### Stored rows
━━━━━━━━━━
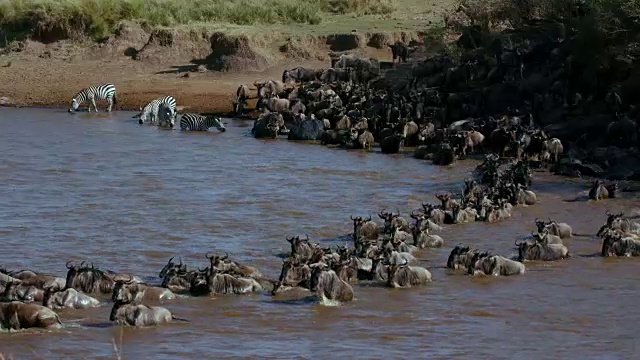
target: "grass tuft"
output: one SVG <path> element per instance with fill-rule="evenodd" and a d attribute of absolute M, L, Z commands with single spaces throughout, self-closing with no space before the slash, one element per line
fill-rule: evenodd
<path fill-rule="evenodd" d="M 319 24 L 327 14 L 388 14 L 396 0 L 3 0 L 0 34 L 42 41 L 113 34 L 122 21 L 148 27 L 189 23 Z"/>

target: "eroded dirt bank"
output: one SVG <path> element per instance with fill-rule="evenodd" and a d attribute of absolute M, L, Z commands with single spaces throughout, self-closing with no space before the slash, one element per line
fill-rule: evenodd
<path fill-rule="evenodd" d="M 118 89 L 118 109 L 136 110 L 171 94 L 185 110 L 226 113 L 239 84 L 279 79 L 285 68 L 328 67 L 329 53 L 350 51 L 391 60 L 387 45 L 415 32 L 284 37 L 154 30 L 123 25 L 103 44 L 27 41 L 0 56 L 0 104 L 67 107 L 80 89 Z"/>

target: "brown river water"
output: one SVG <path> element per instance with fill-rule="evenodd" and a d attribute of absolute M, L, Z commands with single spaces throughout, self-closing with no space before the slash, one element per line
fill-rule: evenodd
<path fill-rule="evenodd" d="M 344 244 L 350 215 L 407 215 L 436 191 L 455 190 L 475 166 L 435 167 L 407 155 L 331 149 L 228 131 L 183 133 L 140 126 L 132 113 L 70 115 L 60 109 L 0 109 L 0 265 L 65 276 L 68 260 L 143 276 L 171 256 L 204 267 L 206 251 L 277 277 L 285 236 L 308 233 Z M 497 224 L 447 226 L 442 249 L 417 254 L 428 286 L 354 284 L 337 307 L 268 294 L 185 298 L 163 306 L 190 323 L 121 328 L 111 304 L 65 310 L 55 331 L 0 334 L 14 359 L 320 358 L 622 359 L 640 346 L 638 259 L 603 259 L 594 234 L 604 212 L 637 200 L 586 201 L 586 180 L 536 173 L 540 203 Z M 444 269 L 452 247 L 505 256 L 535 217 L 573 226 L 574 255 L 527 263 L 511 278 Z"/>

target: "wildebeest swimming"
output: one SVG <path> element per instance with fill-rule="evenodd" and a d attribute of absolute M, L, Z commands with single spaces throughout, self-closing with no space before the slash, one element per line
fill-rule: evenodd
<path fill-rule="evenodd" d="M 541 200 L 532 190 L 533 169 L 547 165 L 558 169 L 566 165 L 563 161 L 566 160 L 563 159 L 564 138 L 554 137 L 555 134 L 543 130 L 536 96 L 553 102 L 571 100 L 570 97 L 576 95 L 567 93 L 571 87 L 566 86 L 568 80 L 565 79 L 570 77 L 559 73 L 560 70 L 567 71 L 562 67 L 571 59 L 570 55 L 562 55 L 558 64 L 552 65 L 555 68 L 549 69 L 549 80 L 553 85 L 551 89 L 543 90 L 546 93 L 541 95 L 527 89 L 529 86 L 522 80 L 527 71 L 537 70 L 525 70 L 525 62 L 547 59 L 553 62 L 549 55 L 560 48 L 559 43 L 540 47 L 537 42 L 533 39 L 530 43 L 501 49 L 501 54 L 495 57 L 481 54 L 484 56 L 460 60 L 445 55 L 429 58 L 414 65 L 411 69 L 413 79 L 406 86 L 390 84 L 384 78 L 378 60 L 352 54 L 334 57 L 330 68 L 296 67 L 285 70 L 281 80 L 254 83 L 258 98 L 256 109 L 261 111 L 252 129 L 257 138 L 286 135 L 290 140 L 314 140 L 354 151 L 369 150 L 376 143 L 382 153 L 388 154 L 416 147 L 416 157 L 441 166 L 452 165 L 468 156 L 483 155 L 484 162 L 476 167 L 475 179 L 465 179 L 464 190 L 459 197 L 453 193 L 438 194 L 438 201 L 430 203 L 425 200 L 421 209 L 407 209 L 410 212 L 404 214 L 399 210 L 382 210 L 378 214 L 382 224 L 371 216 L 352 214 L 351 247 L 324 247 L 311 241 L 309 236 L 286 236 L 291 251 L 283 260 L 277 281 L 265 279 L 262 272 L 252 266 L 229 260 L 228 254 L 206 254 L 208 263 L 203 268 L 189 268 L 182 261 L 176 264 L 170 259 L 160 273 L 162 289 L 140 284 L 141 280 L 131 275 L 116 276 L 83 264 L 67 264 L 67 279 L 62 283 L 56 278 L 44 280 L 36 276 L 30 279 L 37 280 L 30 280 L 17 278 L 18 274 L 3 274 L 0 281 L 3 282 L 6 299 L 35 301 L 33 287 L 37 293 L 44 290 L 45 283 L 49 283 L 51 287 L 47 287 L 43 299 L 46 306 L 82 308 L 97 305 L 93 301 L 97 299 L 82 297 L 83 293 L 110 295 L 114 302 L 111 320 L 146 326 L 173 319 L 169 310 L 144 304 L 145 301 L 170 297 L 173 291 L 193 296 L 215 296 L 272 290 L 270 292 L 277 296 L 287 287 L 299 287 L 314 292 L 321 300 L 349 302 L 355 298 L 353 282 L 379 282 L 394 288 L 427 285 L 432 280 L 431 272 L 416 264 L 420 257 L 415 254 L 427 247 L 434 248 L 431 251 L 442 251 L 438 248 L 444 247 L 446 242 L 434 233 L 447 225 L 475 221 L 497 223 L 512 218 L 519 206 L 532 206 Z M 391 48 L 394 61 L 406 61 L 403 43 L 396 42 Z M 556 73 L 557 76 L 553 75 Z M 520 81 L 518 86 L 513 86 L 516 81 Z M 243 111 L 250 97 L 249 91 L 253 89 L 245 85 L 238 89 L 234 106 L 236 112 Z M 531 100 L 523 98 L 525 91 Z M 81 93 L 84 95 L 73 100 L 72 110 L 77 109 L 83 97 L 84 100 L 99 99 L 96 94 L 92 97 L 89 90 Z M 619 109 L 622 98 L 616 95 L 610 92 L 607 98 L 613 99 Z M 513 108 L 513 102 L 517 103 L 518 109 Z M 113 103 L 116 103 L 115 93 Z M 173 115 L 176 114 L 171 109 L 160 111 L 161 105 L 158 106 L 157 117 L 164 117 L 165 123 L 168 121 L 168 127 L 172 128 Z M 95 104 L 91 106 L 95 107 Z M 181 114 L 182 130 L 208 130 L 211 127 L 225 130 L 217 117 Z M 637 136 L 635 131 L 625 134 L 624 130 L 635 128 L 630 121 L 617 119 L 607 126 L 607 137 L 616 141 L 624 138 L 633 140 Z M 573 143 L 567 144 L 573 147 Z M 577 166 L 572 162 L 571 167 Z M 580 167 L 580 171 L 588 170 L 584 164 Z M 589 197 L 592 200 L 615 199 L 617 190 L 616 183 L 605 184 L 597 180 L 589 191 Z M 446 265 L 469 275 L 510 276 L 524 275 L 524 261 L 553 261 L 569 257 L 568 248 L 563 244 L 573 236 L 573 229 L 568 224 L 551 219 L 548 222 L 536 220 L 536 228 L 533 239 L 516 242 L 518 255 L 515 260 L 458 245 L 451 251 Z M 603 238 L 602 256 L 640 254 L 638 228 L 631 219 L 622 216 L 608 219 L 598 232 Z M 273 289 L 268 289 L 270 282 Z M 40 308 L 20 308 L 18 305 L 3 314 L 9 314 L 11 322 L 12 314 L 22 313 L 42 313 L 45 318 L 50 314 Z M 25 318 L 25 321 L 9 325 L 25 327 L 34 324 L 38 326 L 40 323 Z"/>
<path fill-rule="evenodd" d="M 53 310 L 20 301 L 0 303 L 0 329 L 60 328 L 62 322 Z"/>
━━━━━━━━━━
### What the task requires
Please rewrite all the entries above with "single spaces" changed to "one space" wherever it occurs, keeping every other line the same and omitting the pictures.

### The output
target: "grass tuft"
output: one SVG <path> element per instance with fill-rule="evenodd" and a d attribute of absolute M, L, Z commands with one space throughout, self-closing with no space before the slash, one element per line
fill-rule: evenodd
<path fill-rule="evenodd" d="M 319 24 L 327 14 L 388 14 L 396 0 L 3 0 L 0 34 L 42 41 L 113 34 L 122 21 L 148 27 L 189 23 Z"/>

target: "eroded dirt bank"
output: one SVG <path> element per instance with fill-rule="evenodd" and a d attribute of absolute M, L, Z commands with one space throughout, self-closing with no space before the slash, one element per line
fill-rule: evenodd
<path fill-rule="evenodd" d="M 118 89 L 118 109 L 136 110 L 171 94 L 185 110 L 226 113 L 239 84 L 279 79 L 285 68 L 328 67 L 329 53 L 350 51 L 391 60 L 387 45 L 415 32 L 284 37 L 154 30 L 123 25 L 103 44 L 27 41 L 0 56 L 0 104 L 67 107 L 80 89 Z"/>

target: "brown river water"
output: one SVG <path> element per instance with fill-rule="evenodd" and a d attribute of absolute M, L, Z commands with one space throughout, self-closing with no space before the slash, one element per line
fill-rule: evenodd
<path fill-rule="evenodd" d="M 344 244 L 350 215 L 407 215 L 436 191 L 455 190 L 475 166 L 435 167 L 407 155 L 331 149 L 228 131 L 183 133 L 140 126 L 132 113 L 70 115 L 60 109 L 0 109 L 0 265 L 65 276 L 68 260 L 143 276 L 171 256 L 204 267 L 206 251 L 277 277 L 285 236 L 308 233 Z M 497 224 L 447 226 L 442 249 L 417 254 L 428 286 L 354 284 L 337 307 L 268 294 L 185 298 L 163 306 L 190 323 L 121 328 L 111 304 L 65 310 L 55 331 L 0 334 L 14 359 L 320 358 L 622 359 L 640 346 L 638 259 L 603 259 L 594 234 L 604 212 L 637 200 L 586 201 L 586 180 L 536 173 L 540 203 Z M 444 269 L 452 247 L 505 256 L 535 217 L 573 226 L 574 255 L 527 263 L 511 278 Z"/>

target: "wildebeest swimming"
output: one SVG <path> element per instance with fill-rule="evenodd" and a d attribute of absolute M, L, Z commands with one space throughout, self-closing with no space before the slash, one element per line
fill-rule: evenodd
<path fill-rule="evenodd" d="M 541 200 L 532 190 L 533 169 L 547 165 L 558 169 L 566 165 L 563 161 L 566 160 L 563 159 L 564 138 L 554 137 L 555 134 L 543 130 L 536 96 L 553 102 L 571 100 L 570 97 L 576 95 L 567 93 L 571 87 L 566 86 L 568 80 L 565 79 L 570 77 L 559 73 L 560 70 L 567 71 L 562 67 L 571 59 L 570 55 L 562 55 L 558 64 L 552 65 L 555 68 L 549 69 L 549 80 L 553 85 L 551 89 L 543 90 L 546 93 L 541 95 L 527 89 L 529 86 L 522 80 L 527 71 L 537 70 L 525 70 L 525 62 L 547 59 L 553 62 L 549 55 L 560 48 L 559 43 L 540 47 L 537 42 L 533 39 L 530 43 L 501 49 L 501 54 L 495 57 L 481 54 L 484 56 L 460 60 L 445 55 L 429 58 L 414 65 L 411 69 L 413 79 L 406 86 L 390 84 L 384 78 L 378 60 L 352 54 L 334 57 L 330 68 L 296 67 L 285 70 L 281 80 L 254 83 L 258 98 L 256 109 L 261 111 L 252 129 L 257 138 L 286 135 L 290 140 L 314 140 L 354 151 L 369 150 L 376 143 L 382 153 L 388 154 L 416 147 L 416 157 L 441 166 L 452 165 L 468 156 L 483 155 L 484 162 L 476 167 L 475 179 L 465 179 L 464 190 L 459 197 L 453 193 L 438 194 L 438 201 L 430 203 L 425 200 L 421 209 L 407 209 L 410 212 L 404 214 L 399 210 L 382 210 L 378 214 L 382 224 L 371 216 L 352 214 L 351 247 L 324 247 L 311 241 L 309 236 L 286 236 L 291 251 L 283 260 L 277 281 L 265 279 L 262 272 L 252 266 L 229 260 L 228 254 L 206 254 L 208 263 L 203 268 L 189 268 L 182 261 L 176 264 L 170 259 L 160 273 L 162 289 L 140 284 L 141 280 L 131 275 L 116 276 L 83 264 L 67 264 L 67 279 L 62 283 L 56 278 L 44 280 L 36 276 L 30 279 L 37 280 L 30 280 L 17 278 L 18 274 L 3 274 L 0 281 L 3 282 L 6 299 L 35 301 L 33 287 L 37 293 L 44 290 L 45 283 L 49 283 L 51 287 L 47 287 L 43 299 L 46 306 L 82 308 L 97 305 L 93 301 L 97 299 L 82 297 L 83 293 L 110 295 L 114 302 L 111 320 L 146 326 L 173 319 L 169 310 L 144 304 L 145 301 L 170 297 L 173 291 L 193 296 L 215 296 L 272 290 L 270 292 L 277 296 L 287 287 L 299 287 L 314 292 L 321 300 L 349 302 L 355 298 L 353 282 L 379 282 L 394 288 L 427 285 L 432 280 L 431 272 L 416 264 L 420 257 L 415 254 L 427 247 L 434 248 L 431 251 L 442 251 L 438 248 L 444 247 L 446 242 L 434 233 L 447 225 L 475 221 L 497 223 L 512 218 L 519 206 L 532 206 Z M 391 48 L 394 61 L 406 61 L 403 43 L 396 42 Z M 556 73 L 557 76 L 553 75 Z M 520 81 L 518 86 L 513 86 L 516 81 Z M 243 111 L 250 97 L 249 91 L 253 89 L 245 85 L 238 89 L 234 106 L 236 112 Z M 531 100 L 523 98 L 525 91 Z M 81 93 L 84 95 L 73 100 L 72 110 L 77 109 L 83 97 L 84 100 L 99 99 L 96 94 L 92 97 L 89 90 Z M 619 109 L 622 98 L 616 95 L 610 92 L 607 98 L 613 99 Z M 513 108 L 513 102 L 517 103 L 518 109 Z M 113 103 L 116 103 L 115 93 Z M 173 115 L 176 114 L 171 109 L 160 111 L 161 105 L 158 106 L 157 117 L 164 117 L 165 123 L 168 121 L 168 127 L 172 128 Z M 95 104 L 91 106 L 95 107 Z M 181 114 L 182 130 L 208 130 L 211 127 L 225 130 L 217 117 Z M 637 136 L 635 131 L 625 134 L 624 130 L 635 128 L 630 121 L 617 119 L 607 126 L 607 137 L 616 141 L 624 138 L 633 140 Z M 573 143 L 567 144 L 573 147 Z M 577 166 L 572 162 L 571 167 Z M 580 167 L 580 171 L 588 170 L 584 164 Z M 589 197 L 592 200 L 615 199 L 617 190 L 616 183 L 605 184 L 597 180 L 589 191 Z M 446 265 L 469 275 L 510 276 L 524 275 L 524 261 L 553 261 L 569 257 L 568 248 L 563 244 L 573 236 L 573 229 L 568 224 L 551 219 L 548 222 L 536 220 L 536 228 L 533 239 L 516 242 L 518 255 L 515 260 L 458 245 L 451 251 Z M 603 238 L 602 256 L 640 254 L 638 228 L 631 219 L 622 216 L 608 219 L 598 232 Z M 273 289 L 268 289 L 270 282 Z M 40 308 L 20 308 L 18 305 L 3 314 L 9 314 L 11 322 L 12 314 L 22 313 L 42 313 L 45 318 L 50 314 Z M 25 318 L 25 321 L 9 325 L 25 327 L 34 324 L 38 326 L 40 323 Z"/>
<path fill-rule="evenodd" d="M 53 310 L 20 301 L 0 303 L 0 329 L 60 328 L 62 322 Z"/>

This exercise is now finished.